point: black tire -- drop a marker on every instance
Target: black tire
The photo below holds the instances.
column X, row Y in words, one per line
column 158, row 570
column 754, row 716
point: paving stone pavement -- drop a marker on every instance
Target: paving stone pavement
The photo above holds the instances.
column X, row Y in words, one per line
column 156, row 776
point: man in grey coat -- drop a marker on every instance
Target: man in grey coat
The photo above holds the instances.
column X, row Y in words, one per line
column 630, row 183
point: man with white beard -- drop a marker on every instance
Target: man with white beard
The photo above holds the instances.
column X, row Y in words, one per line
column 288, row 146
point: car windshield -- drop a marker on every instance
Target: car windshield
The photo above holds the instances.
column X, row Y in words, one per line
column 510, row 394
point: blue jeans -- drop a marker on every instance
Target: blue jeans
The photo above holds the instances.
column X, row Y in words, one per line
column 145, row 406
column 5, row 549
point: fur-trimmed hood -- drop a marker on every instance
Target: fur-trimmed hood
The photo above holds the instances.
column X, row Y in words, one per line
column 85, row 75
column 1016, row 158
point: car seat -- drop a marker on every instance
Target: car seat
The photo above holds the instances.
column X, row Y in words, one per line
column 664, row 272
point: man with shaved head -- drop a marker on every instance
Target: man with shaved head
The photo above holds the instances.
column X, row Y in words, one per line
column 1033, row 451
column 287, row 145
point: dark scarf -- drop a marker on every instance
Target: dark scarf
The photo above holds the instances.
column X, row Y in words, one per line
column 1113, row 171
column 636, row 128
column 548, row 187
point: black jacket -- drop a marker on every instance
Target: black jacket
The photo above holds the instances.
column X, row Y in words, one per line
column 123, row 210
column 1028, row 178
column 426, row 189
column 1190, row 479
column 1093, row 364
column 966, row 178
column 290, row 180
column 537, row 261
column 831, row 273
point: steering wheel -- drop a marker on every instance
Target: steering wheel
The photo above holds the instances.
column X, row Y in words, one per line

### STATED TASK
Please reproduce every line of the records above word for word, keeping their original order.

### EXPECTED ANSWER
point: black tire -- drop a marker on every instance
Target: black tire
The photo below holds the instances.
column X, row Y in words, one per line
column 158, row 570
column 754, row 716
point: paving stone pavement -- drop a marker on every instance
Target: paving stone pavement
The photo above holds the instances.
column X, row Y in words, one per line
column 156, row 776
point: man in grey coat -- drop a marker on every instance
Target: man in grey coat
The photo above holds the instances.
column X, row Y in words, one per line
column 630, row 183
point: man with white beard -- drop a marker on every instance
Target: man with white beard
The photo above holds the instances.
column X, row Y in words, one per line
column 288, row 146
point: car windshield -- drop a marker on every instance
Target: car windshield
The photo above holds the instances.
column X, row Y in words, one per line
column 510, row 394
point: blue jeans -- drop a marker on every instance
Target: blue jeans
The photo above holds the instances.
column X, row Y in words, one per line
column 145, row 406
column 5, row 549
point: fur-trimmed hood -- drop a marker on every instance
Target: fur-trimmed hood
The photo above holds the instances.
column X, row Y in words, one per line
column 85, row 75
column 1016, row 158
point: car seat -- drop a marker on every instance
Target: car seat
The photo above holds the instances.
column X, row Y in words, one per line
column 664, row 272
point: man with shaved head -- drop a marker on every instance
Target: man with shaved head
The photo above holds the instances.
column X, row Y in words, one per line
column 1033, row 451
column 287, row 145
point: dark scarf -- drop a marker on every instance
Target: dark scarf
The photo above holds the instances.
column X, row Y in words, one per line
column 1113, row 171
column 636, row 128
column 548, row 187
point: black jacket -- drop a marker on every instance
Target: black jacket
The photo above holds the instances.
column X, row Y in words, one per line
column 123, row 210
column 1028, row 178
column 426, row 189
column 1190, row 479
column 1093, row 364
column 966, row 178
column 290, row 180
column 537, row 261
column 831, row 273
point: steering wheel -- drop a marker on every instance
Target: steering wheel
The photo above holds the instances.
column X, row Y in words, one per line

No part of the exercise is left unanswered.